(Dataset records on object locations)
=======

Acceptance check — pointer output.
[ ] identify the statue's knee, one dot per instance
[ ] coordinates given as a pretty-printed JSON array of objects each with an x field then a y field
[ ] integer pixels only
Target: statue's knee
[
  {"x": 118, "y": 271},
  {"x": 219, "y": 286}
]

=======

Given request: Write out every line of the listing above without changing a single character.

The response:
Acceptance check — pointer output.
[ ] identify the statue's knee, one dot per instance
[ ] coordinates given as a pretty-printed JSON array of objects each with an x field then a y field
[ ] integer pixels only
Target: statue's knee
[
  {"x": 118, "y": 271},
  {"x": 219, "y": 286}
]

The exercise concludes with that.